Unas páginas más allá del artículo que dedicamos al toro Apis encontrarán otro sobre los reyes etruscos de Roma. El pueblo romano expulsó al último de ellos, pero conservó su veneración por las artes adivinatorias etruscas, en especial por la aruspicina, la adivinación a través de las entrañas de animales sacrificados. Los toros “interrogados” por los etruscos eran, pues, menos afortunados que sus parientes egipcios, ya que no sobrevivían a la consulta. Sin embargo, todos ellos nos hablan de un tiempo que hoy nos resulta difícil de imaginar: un tiempo en el que dioses y hombres se comunicaban a través de los animales, en el que cielo y tierra estaban íntimamente unidos, y en el que la naturaleza tenía una dimensión sagrada de la que hoy la hemos despojado, olvidándonos de que formamos parte de ella. 

    Y con ello hemos perdido, por ejemplo, el hilo de las conexiones cósmicas que unían los cielos y la tierra. Baste como ejemplo lo que señalaba Pedro Azara (arquitecto y profesor de Estética) en un interesante texto escrito para el catálogo de la exposición Toros. Imagen y culto en el Mediterráneo antiguo, celebrada en Barcelona en 2002-2003. Observaba que seis mil años atrás, los días 10 de febrero, 15 de mayo, 11 de agosto y 24 de noviembre eran fechas cruciales del calendario agrícola. Se trataba de los equinoccios de primavera y otoño y de los solsticios de verano e invierno, en los que las constelaciones de Tauro (con las Pléyades, sus estrellas más brillantes) y Leo ocupaban posiciones inversas en la bóveda celeste. Así, el 10 de febrero Tauro se esfumaba tras el horizonte y Leo alcanzaba la posición más alta (fenómeno que hoy se produce más tarde): el triunfo del león sobre el toro señalaba el momento de arar y sembrar. “El sacrificio del toro fertilizaba la tierra”. Tres meses después, con el equinoccio de primavera, era Tauro quien despuntaba mientras Leo declinaba; los cereales brotaban. De esta manera, “los cuatro momentos fundamentales del ciclo agrícola (los días de la siembra, del despuntar de los primeros brotes, de la siega y de la preparación de la tierra estaban anunciados y regidos por los desplazamientos opuestos del toro y el león estelares”. El mismo autor señala también que la pugna entre el león y el toro no se limitaría a esta lectura astrológica: también cabría adjudicarle un significado cósmico. En Persépolis, el corazón del Imperio persa, los relieves de la lucha entre el león que clava sus colmillos y sus zarpas en un toro derrotado se podrían entender como el sacrificio del toro cuya sangre, vertida sobre la tierra, la fertiliza.

• _QUÉ VAS A HACER_:
**a.** Vuelve a contar más corto el párrafo del texto sobre los toros que empieza con «Unas páginas más allá», sin dejar fuera sus datos principales.
**b.** Continúa el texto sobre los toros a partir de su última frase.

Registros de contornos:
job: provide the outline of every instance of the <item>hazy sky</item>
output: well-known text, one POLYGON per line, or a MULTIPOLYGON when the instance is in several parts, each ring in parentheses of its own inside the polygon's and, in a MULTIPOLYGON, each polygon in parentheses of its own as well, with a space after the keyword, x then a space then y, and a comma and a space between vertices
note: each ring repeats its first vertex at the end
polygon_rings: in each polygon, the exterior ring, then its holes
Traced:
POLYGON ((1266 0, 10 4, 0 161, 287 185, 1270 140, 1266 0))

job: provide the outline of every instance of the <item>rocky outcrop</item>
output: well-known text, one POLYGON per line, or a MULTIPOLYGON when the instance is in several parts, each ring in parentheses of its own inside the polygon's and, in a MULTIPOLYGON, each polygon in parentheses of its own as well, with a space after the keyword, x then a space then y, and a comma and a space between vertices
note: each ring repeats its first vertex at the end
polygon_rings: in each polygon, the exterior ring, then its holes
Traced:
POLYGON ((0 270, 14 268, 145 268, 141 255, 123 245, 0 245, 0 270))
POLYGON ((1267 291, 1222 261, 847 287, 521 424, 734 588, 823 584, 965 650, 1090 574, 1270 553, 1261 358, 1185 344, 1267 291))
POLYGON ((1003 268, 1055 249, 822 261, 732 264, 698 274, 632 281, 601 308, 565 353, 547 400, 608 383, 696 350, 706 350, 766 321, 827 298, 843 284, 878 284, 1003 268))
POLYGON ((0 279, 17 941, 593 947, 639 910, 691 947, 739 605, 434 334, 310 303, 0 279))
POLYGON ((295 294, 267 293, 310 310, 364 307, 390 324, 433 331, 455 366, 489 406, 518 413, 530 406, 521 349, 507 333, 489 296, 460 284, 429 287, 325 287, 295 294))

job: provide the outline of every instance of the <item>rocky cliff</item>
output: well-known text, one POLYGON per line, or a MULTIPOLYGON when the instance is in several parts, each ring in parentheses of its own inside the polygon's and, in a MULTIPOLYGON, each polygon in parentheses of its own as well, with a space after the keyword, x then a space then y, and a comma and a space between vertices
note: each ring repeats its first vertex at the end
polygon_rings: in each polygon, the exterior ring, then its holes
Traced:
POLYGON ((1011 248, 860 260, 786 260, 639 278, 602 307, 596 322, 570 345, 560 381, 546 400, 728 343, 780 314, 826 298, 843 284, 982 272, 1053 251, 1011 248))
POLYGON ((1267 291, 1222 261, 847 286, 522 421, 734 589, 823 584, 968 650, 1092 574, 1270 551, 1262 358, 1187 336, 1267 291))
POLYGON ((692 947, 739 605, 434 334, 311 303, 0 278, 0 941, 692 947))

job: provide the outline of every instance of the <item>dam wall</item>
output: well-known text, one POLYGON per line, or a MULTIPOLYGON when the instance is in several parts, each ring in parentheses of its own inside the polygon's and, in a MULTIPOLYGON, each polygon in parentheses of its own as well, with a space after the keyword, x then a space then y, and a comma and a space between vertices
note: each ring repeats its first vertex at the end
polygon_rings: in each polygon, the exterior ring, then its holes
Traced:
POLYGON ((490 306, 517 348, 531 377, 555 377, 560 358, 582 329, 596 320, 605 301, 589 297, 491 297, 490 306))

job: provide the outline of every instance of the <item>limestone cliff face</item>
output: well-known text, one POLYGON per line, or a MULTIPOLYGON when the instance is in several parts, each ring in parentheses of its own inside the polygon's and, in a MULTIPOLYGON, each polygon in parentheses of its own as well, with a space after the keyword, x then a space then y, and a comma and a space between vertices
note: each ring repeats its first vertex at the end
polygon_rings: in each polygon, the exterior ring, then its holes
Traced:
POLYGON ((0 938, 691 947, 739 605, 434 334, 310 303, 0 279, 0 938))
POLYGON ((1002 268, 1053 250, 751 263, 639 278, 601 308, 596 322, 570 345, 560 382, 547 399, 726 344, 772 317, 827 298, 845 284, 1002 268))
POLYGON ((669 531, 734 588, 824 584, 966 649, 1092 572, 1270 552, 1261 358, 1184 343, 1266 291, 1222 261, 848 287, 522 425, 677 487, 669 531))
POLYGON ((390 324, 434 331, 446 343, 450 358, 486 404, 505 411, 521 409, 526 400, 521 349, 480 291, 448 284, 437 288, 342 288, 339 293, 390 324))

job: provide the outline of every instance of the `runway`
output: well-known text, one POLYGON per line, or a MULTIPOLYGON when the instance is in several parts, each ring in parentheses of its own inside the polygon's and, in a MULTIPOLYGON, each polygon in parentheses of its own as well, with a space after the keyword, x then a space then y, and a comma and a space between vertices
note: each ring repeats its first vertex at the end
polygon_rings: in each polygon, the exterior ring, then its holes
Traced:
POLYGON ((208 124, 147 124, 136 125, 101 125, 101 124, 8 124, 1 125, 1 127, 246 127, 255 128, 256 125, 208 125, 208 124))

• _RESPUESTAS POR TAREA_:
**a.** Más adelante hay otro artículo sobre los reyes etruscos de Roma. Los romanos echaron al último de esos reyes, pero siguieron respetando las artes adivinatorias etruscas, sobre todo la aruspicina, que leía el futuro en las entrañas de animales sacrificados. Por eso los toros que consultaban los etruscos morían en la consulta y tenían peor suerte que sus parientes egipcios. Aun así, todos ellos hablan de una época en que dioses y hombres se comunicaban a través de los animales, el cielo y la tierra estaban muy unidos y la naturaleza era sagrada. Hoy le hemos quitado ese carácter y olvidamos que formamos parte de ella.

**b.**
Podemos intentar comprender el significado del toro en esos mundos desvanecidos, pero nada puede hacer que experimentemos el temor y el temblor que nuestros antepasados sentían ante aquel animal inmenso, imponente, mortal en su acometida y generoso cuando desdeñaba embestir a los débiles humanos. En los dos magníficos y enormes uros pintados en la cueva francesa de Lascaux, en Francia, hace 18.000 años, se advierte el íntimo conocimiento que de aquellos seres majestuosos tenían los artistas prehistóricos, como también se percibe la reverencia con que los plasmaron en las paredes de la sala de los Toros, que debe su nombre a esos animales hoy extintos. En 1627 murió en Polonia una hembra que era el último ejemplar de uro, el toro salvaje europeo que durante más de 300.000 años había reinado sobre el continente. Quien quiera hacerse una idea de las dimensiones de este animal –aunque ni por asomo podrá captar el formidable aspecto que le daban su pelaje negro y su terrible mirada– tendrá que acudir al Museo Nacional de Dinamarca, en Copenhague, donde se muestra la osamenta de un uro de hace 10.000 años, recuperada durante unas excavaciones: sus casi dos metros de altura y mil kilos de peso lo dicen todo. Afortunadamente, su espíritu vivirá para siempre en la acogedora penumbra de Lascaux.

¡Hasta la semana que viene!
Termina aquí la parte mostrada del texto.